GIVEN EXERCISE.
Convert everything from the line containing "Expected: the position of each instance of the fingers, given" down through the end of the items, both ends included, into a JSON list of strings with one string per line and blank lines omitted.

[Start DATASET RECORDS]

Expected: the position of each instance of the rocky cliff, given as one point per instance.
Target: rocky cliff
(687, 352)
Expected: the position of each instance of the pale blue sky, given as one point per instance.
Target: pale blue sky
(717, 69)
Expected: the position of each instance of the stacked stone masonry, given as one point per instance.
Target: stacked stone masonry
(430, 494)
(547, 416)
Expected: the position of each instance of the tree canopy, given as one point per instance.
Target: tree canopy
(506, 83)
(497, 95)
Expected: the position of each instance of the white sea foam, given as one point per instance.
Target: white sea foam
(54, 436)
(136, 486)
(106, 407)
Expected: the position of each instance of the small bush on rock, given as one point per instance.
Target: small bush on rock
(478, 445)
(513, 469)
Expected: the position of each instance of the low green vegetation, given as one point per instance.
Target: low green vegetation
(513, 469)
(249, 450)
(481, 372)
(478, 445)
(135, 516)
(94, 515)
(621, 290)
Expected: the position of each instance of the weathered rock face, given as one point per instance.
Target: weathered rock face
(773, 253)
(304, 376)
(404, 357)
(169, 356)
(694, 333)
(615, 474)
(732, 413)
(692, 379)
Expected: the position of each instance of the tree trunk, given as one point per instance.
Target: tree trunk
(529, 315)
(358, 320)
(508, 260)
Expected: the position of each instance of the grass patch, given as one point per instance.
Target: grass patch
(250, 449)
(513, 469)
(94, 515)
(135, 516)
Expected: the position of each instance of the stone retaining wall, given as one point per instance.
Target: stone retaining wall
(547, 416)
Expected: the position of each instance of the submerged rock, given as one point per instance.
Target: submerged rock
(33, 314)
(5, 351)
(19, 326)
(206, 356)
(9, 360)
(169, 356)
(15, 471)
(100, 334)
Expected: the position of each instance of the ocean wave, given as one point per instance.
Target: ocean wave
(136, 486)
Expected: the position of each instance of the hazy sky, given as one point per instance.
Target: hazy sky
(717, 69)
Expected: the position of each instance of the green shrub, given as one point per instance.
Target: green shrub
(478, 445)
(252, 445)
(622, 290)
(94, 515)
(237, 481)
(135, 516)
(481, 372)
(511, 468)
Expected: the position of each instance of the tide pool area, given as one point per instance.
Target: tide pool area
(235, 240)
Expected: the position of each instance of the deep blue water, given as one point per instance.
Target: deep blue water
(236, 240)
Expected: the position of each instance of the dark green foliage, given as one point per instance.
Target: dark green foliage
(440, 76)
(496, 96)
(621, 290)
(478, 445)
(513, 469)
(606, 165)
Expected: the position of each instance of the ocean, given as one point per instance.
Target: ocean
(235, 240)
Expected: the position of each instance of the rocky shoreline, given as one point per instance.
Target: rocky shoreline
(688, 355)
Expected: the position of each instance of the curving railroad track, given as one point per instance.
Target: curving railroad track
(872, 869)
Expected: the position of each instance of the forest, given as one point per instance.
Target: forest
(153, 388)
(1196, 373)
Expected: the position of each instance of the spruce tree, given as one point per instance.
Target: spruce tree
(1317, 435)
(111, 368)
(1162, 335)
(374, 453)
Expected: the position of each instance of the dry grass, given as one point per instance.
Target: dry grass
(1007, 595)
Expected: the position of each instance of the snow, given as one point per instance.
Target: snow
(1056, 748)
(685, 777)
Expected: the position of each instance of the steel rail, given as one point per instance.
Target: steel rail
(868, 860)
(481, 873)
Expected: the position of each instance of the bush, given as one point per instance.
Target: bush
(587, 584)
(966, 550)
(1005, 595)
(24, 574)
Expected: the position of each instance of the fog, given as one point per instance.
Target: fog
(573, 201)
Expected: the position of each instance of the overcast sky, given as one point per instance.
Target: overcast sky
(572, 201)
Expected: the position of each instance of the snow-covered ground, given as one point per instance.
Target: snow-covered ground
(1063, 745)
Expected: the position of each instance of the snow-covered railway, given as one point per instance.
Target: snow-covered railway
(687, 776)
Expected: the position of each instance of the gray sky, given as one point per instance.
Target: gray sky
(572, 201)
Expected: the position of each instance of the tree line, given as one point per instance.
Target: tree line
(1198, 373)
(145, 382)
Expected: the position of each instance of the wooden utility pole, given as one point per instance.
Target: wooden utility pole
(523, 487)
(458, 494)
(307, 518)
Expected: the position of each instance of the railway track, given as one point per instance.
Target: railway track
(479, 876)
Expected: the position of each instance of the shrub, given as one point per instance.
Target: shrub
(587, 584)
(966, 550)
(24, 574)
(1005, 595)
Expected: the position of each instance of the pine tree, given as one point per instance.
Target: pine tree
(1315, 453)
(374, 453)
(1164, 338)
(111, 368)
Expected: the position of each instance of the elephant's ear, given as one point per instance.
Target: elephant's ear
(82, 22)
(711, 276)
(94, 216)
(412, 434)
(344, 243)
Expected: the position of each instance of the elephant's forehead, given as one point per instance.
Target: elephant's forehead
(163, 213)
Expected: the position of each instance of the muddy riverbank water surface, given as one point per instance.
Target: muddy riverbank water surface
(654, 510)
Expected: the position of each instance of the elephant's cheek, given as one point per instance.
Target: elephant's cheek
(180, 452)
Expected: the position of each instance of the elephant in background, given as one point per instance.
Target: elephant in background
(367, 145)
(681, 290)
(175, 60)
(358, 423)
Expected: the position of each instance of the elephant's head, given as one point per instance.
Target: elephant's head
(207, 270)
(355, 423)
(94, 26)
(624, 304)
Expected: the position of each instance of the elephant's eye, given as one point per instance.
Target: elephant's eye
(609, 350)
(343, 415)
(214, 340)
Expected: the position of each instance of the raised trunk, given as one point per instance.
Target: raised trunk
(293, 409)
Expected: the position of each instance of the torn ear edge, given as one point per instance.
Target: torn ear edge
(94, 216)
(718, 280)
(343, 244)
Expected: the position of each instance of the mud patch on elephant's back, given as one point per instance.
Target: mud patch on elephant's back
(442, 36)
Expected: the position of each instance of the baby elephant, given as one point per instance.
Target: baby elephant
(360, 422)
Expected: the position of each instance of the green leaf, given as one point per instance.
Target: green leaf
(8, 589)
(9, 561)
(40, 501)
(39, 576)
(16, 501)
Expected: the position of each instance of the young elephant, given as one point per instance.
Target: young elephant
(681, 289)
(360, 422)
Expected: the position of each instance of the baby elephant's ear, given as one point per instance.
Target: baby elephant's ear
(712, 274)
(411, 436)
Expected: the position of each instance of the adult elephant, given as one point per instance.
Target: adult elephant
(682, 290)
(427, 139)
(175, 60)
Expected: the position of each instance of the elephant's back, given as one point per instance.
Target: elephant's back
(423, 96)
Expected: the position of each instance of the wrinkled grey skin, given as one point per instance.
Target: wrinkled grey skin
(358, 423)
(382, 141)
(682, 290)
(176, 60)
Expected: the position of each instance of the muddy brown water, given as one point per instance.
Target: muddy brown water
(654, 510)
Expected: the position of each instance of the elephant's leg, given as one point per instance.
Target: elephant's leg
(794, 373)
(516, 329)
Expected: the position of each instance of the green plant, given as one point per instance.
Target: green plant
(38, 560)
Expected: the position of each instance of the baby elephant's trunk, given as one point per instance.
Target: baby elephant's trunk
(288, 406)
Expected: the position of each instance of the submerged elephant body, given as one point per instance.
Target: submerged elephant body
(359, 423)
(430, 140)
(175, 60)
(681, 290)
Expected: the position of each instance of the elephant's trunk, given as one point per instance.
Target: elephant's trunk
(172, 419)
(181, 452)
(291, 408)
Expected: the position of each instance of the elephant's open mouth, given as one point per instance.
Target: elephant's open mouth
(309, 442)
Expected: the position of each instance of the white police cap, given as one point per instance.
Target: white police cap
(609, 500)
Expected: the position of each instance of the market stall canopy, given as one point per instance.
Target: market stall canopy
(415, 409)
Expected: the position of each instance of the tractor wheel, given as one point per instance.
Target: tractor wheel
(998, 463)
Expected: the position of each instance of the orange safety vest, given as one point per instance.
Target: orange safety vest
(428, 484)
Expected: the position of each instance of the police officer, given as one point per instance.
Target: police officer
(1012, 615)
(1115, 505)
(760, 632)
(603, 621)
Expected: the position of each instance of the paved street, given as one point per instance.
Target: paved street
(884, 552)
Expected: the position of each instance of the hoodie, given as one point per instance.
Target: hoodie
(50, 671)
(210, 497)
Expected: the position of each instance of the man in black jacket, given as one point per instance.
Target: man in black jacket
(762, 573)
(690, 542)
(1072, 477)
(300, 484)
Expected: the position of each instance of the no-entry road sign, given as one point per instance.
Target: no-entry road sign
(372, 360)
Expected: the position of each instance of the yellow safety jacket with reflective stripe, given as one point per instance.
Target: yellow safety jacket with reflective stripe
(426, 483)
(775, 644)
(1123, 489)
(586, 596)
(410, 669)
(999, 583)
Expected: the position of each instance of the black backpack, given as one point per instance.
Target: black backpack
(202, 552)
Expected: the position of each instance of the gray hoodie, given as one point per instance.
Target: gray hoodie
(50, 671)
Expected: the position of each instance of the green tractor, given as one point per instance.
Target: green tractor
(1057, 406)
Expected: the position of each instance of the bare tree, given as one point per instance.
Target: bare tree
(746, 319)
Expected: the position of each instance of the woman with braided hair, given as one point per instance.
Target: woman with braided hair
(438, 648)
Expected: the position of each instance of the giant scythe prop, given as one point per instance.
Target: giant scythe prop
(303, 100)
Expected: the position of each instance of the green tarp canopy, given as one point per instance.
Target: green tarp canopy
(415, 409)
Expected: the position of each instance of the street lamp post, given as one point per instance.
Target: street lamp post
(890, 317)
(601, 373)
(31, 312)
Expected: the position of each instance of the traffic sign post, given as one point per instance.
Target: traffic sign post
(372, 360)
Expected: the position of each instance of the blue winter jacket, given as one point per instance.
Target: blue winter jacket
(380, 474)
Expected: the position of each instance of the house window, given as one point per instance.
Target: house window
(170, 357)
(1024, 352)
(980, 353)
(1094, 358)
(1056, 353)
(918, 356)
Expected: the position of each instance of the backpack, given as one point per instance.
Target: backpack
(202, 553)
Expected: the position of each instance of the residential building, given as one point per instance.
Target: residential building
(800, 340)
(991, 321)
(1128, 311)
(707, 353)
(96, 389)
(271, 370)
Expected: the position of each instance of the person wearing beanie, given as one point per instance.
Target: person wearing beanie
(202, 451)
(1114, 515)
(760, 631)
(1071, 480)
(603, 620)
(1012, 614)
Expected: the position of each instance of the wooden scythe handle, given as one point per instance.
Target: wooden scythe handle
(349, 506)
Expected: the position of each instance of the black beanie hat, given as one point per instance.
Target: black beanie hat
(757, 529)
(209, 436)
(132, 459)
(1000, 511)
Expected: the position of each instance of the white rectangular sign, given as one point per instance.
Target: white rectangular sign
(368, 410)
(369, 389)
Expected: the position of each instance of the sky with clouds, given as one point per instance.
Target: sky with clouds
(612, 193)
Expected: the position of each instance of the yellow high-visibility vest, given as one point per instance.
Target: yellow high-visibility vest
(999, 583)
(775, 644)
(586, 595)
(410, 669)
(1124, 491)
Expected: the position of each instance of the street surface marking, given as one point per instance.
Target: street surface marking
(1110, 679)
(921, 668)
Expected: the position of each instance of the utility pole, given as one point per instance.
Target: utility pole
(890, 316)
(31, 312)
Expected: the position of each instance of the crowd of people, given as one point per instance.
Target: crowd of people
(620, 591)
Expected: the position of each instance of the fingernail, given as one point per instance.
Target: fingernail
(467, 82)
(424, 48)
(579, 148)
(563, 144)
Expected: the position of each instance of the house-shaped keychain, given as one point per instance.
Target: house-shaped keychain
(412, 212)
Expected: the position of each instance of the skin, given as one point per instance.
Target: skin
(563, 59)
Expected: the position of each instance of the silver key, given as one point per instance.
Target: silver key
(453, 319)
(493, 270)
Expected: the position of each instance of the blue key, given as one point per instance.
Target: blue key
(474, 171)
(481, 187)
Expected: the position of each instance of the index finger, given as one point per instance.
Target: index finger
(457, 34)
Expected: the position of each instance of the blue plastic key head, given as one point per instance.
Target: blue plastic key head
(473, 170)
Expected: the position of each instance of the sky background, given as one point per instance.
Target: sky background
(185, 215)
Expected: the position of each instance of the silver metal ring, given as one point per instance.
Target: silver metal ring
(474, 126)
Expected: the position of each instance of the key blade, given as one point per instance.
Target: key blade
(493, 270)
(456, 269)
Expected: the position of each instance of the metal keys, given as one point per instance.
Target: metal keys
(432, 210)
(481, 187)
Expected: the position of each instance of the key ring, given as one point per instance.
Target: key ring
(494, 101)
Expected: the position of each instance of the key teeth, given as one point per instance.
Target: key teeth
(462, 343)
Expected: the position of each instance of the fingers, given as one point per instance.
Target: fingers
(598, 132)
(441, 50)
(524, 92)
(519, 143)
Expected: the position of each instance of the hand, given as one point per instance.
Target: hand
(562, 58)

[End DATASET RECORDS]

CORRECT ANSWER.
[
  "Expected: the position of each instance of the fingers, given as one point per instance.",
  "Target: fingers",
  "(598, 132)",
  "(441, 50)",
  "(524, 92)",
  "(519, 143)",
  "Expected: the position of each instance of the hand, given as one point per instance.",
  "Target: hand",
  "(562, 58)"
]